#### [Written exercise]
Select every line of the records that contains the string "ridge" and copy it. Matching is case-sensitive.
* * * *
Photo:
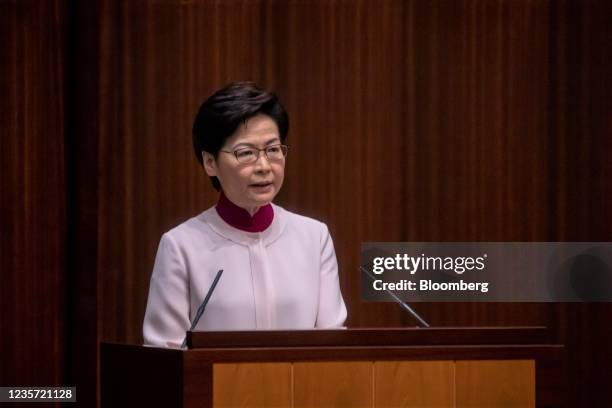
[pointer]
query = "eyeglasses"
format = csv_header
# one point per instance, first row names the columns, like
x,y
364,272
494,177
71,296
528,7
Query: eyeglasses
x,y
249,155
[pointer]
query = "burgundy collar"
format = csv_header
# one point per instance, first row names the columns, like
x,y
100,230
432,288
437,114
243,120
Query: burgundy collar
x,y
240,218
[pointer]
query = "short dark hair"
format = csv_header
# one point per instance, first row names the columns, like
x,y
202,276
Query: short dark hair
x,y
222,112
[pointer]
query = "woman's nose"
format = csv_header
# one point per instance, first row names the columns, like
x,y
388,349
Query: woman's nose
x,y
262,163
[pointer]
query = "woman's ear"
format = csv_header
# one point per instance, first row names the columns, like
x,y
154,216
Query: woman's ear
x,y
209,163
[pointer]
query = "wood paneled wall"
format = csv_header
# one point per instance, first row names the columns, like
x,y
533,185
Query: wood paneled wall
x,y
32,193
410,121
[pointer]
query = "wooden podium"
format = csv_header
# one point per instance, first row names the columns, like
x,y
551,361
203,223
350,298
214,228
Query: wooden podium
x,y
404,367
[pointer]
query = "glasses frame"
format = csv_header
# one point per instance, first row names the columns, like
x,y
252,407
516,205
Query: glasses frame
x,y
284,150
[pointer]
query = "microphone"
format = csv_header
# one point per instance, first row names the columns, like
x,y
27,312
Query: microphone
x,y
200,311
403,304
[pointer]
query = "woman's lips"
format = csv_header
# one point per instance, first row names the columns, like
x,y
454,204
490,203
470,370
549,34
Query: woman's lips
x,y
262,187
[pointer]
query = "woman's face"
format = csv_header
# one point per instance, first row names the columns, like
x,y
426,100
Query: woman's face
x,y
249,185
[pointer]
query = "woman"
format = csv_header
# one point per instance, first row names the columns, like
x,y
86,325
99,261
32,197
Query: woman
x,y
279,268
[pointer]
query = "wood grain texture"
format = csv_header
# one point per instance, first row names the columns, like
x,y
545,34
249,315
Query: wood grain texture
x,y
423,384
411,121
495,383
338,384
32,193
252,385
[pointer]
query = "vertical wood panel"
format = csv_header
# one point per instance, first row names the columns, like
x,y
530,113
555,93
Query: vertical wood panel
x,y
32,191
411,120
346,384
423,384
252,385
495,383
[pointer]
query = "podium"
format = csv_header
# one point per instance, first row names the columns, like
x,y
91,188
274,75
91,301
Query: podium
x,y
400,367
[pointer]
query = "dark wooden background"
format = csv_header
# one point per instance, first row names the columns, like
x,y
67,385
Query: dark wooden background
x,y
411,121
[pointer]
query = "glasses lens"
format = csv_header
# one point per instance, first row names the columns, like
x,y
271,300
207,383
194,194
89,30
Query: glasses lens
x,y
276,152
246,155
* * * *
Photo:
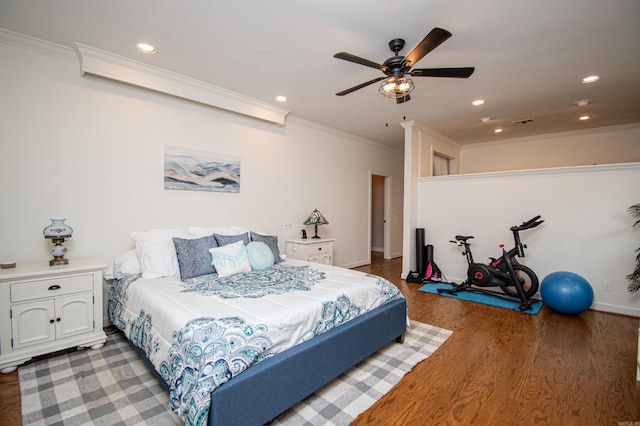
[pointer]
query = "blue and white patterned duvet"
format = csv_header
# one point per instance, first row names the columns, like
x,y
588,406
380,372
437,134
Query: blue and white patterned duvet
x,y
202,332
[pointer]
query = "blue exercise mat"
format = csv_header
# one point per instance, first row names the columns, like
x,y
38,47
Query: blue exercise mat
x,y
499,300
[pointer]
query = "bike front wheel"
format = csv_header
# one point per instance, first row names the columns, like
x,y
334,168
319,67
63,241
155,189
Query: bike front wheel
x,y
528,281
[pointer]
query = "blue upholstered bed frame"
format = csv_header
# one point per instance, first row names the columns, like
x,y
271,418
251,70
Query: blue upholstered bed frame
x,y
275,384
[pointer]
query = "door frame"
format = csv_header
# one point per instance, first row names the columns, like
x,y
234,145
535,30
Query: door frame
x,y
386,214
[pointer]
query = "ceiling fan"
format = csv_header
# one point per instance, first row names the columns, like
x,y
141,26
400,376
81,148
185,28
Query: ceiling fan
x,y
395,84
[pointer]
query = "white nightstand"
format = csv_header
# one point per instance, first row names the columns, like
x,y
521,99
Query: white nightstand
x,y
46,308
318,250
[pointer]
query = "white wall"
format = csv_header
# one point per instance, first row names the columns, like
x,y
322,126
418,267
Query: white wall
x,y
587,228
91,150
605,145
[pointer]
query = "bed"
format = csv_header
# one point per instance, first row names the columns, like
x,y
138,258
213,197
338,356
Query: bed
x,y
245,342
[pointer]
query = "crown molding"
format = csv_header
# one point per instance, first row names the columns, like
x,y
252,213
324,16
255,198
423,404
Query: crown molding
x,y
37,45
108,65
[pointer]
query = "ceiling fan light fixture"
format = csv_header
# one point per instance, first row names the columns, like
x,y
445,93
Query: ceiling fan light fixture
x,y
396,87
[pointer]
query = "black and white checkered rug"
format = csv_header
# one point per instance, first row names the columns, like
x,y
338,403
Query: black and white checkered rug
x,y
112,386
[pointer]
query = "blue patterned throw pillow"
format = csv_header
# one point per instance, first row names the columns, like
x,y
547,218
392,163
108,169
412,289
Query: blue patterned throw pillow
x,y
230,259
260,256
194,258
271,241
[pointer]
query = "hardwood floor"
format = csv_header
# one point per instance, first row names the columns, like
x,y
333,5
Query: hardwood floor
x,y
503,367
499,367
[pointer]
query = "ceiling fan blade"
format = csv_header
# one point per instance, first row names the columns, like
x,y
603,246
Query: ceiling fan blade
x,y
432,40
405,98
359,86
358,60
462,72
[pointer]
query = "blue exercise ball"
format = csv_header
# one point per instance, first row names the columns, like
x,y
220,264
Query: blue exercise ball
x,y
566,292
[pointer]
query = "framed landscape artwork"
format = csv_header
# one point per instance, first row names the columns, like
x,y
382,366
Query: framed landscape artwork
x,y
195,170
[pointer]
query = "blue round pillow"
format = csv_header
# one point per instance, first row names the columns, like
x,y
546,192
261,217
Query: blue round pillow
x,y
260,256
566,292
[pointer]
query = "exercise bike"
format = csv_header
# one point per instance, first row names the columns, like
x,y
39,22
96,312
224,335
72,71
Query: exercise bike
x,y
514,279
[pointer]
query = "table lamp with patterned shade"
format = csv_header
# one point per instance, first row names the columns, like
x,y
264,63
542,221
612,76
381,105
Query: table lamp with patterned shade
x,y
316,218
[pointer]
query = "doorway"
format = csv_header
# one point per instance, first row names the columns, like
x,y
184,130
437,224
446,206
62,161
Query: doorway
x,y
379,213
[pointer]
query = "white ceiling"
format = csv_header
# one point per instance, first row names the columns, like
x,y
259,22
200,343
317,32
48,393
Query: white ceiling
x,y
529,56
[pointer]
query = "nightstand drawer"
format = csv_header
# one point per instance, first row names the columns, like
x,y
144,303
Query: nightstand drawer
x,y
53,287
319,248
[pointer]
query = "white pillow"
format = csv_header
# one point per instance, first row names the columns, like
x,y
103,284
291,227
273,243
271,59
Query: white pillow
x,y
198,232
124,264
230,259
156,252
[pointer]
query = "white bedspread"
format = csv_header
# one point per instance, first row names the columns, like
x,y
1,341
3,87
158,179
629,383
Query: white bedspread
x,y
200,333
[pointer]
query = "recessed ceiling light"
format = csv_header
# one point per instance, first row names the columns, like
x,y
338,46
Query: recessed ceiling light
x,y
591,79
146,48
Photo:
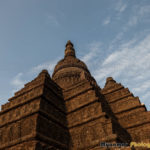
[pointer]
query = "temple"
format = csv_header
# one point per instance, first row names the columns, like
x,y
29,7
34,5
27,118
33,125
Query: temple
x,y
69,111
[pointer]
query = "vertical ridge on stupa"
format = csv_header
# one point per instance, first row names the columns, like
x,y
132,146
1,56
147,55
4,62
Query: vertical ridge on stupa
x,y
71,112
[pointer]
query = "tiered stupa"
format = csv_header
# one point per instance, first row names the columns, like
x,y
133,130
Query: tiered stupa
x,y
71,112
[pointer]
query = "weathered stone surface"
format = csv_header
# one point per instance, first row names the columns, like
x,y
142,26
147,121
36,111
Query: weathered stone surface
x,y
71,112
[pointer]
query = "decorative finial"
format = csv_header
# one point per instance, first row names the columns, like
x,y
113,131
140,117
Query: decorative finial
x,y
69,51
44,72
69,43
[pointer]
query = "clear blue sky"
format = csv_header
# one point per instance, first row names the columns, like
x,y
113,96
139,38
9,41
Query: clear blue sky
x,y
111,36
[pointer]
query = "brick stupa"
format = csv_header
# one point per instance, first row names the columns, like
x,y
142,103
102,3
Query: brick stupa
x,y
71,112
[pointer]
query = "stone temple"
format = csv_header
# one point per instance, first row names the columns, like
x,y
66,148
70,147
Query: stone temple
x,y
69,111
* * * *
#### [The completed task]
query = "vertical ridge on stupa"
Query: vertical ridge on stupa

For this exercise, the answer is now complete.